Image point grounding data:
********************
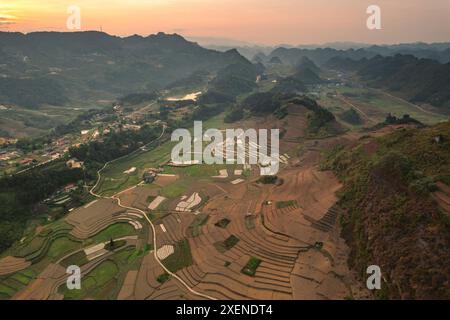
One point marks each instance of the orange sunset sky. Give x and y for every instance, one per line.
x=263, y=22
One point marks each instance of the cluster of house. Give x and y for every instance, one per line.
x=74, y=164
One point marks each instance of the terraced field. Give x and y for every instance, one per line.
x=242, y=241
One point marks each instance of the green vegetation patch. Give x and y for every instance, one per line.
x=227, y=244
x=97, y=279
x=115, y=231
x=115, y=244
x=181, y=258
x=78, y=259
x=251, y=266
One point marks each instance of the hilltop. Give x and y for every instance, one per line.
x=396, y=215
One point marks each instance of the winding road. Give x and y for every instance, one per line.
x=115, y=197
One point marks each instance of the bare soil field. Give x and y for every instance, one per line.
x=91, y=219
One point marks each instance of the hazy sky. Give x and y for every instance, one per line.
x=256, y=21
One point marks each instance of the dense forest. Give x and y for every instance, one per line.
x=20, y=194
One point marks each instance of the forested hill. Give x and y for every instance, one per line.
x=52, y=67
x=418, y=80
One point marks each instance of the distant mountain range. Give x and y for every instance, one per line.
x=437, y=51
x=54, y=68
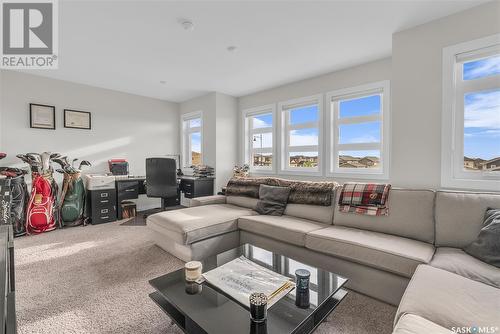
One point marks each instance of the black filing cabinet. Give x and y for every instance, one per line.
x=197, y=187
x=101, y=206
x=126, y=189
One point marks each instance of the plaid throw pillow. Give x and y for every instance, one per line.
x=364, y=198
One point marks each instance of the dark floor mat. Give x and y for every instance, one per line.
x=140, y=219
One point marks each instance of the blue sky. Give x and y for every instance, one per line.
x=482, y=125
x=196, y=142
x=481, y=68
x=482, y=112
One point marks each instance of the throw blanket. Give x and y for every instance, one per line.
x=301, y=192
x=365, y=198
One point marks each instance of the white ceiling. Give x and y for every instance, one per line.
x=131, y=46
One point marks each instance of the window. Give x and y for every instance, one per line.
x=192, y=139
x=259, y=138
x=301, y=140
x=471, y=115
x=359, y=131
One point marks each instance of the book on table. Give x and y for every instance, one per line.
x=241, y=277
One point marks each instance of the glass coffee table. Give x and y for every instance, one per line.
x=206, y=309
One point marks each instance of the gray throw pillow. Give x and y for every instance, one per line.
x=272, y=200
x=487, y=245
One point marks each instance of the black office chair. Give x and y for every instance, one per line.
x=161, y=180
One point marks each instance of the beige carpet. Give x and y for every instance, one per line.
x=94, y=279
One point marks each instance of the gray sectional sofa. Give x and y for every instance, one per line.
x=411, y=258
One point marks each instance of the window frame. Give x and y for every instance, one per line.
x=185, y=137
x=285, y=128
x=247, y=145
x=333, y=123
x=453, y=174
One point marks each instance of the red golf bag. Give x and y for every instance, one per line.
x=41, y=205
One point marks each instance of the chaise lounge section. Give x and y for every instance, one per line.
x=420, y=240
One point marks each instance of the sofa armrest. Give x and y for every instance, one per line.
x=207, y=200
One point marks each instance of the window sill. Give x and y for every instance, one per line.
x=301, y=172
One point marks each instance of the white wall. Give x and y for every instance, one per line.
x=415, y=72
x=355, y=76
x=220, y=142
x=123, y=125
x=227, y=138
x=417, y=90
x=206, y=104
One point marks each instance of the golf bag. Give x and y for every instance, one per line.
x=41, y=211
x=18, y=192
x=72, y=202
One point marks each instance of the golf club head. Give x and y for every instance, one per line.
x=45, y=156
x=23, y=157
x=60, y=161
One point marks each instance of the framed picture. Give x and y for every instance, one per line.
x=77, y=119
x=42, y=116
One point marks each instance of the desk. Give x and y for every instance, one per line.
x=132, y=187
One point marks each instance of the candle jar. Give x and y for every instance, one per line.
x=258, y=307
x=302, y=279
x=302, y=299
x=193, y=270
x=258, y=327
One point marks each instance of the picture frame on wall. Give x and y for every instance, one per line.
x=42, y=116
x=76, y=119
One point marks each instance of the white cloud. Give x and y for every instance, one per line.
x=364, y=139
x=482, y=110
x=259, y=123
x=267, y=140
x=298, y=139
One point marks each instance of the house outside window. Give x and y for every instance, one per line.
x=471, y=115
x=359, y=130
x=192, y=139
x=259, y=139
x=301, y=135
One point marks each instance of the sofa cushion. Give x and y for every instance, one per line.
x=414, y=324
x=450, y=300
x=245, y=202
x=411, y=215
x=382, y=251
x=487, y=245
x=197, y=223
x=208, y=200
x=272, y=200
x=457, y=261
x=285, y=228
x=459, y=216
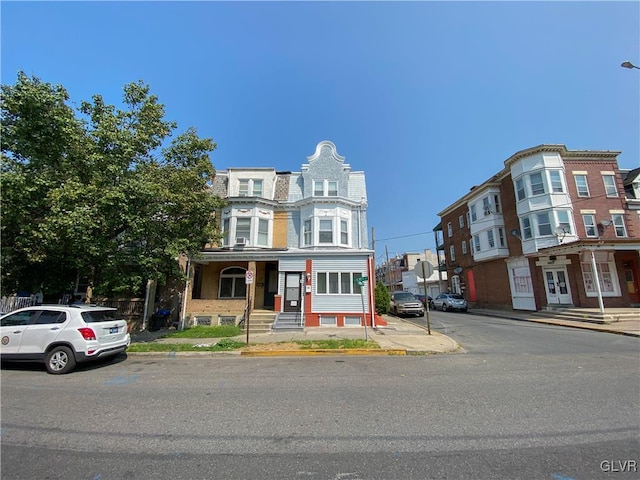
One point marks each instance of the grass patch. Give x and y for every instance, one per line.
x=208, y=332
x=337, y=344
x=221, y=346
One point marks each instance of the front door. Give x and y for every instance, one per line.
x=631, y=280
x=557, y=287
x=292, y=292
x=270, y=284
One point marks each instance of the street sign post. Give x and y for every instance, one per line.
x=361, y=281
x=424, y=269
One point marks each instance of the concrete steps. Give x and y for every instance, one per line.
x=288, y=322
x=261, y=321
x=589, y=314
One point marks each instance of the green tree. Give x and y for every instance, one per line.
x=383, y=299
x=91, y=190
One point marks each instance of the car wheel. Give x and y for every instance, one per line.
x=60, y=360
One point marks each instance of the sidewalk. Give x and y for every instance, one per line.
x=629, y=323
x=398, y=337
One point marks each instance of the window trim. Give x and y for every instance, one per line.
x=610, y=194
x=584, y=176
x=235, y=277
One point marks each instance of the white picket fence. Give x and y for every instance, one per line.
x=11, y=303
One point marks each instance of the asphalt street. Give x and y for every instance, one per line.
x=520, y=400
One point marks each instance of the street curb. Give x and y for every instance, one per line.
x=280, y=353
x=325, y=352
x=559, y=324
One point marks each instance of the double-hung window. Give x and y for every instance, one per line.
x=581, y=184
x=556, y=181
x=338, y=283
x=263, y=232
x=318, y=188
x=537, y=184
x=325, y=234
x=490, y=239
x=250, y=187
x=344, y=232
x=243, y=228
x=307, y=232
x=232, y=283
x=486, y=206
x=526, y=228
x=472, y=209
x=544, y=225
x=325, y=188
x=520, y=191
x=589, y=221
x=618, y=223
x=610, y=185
********************
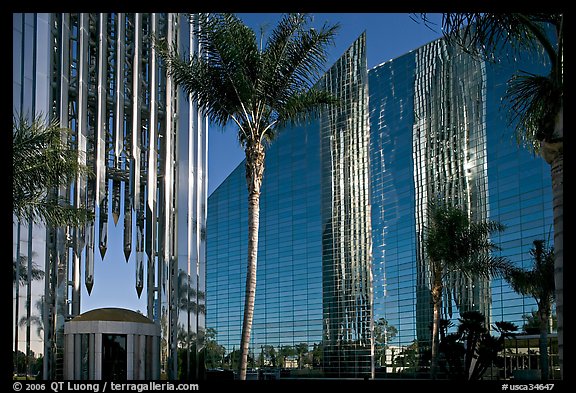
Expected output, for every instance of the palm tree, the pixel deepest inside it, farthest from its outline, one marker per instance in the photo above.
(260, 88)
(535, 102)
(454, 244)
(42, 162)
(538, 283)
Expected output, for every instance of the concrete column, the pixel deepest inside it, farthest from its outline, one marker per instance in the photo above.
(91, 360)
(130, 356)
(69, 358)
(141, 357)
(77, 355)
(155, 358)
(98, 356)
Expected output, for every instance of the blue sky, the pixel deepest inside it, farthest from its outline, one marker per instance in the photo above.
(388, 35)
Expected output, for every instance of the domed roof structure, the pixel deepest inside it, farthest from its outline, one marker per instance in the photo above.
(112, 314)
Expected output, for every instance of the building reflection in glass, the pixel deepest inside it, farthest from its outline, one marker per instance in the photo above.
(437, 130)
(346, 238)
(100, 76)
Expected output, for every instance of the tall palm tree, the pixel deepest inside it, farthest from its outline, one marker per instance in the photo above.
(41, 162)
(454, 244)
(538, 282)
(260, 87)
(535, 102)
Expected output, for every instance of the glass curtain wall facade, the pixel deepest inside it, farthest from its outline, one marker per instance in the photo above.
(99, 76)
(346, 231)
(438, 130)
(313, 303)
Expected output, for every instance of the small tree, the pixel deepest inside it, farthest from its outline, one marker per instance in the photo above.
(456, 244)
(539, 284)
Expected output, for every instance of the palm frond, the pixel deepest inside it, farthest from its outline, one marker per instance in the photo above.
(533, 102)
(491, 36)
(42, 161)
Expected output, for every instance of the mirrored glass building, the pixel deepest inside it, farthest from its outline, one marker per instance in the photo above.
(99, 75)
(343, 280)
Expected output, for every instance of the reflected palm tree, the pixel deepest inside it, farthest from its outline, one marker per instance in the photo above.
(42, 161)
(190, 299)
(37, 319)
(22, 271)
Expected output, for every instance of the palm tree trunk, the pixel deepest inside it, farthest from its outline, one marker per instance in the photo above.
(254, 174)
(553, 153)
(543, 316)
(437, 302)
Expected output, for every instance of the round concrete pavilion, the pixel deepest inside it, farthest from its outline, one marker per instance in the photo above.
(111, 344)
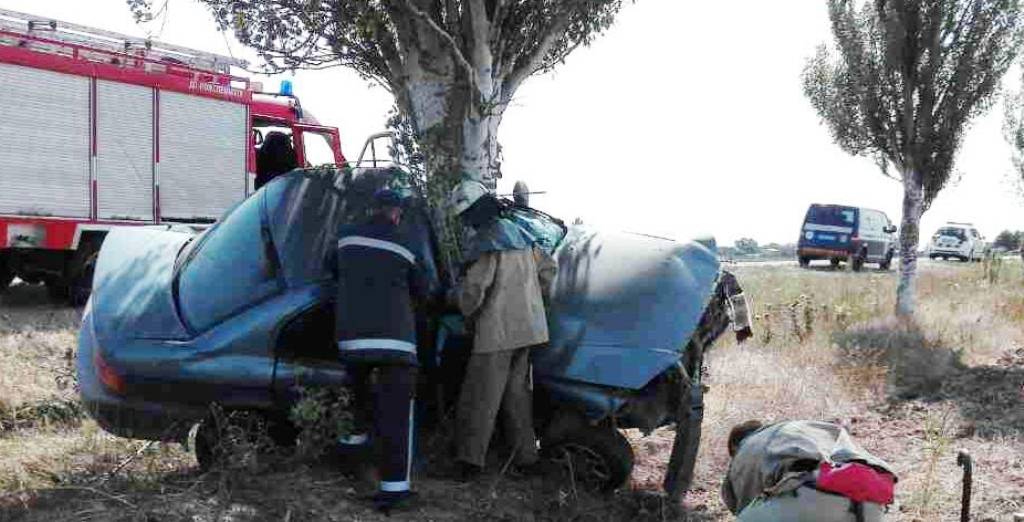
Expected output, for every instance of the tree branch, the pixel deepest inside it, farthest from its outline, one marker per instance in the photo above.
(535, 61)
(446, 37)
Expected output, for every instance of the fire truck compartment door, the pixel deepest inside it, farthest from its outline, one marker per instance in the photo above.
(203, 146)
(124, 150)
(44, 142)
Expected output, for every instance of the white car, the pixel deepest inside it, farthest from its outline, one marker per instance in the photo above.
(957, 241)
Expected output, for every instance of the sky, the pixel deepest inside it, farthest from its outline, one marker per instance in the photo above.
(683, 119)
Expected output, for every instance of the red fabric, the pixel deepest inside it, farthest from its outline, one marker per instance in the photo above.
********************
→ **WORK ORDER**
Which lines above run from the one containing "Expected output, for every instance of the white" to the one containing "Expected output, for every instance of the red"? Give them again exactly, both ends included.

→ **WRITTEN ANSWER**
Expected output, for every instance of the white car, the pixel deepest inside it, farthest from its outline, one marker per instance in the photo above.
(957, 241)
Expected output, for every instance of the sky, the pixel deepest inside it, farthest from its outline, one marker per instance in the photo above.
(683, 119)
Expected output, for every instance of the red fabric, the pixel deepest inside it, farthest from its outline, one marker per instance in the photo above.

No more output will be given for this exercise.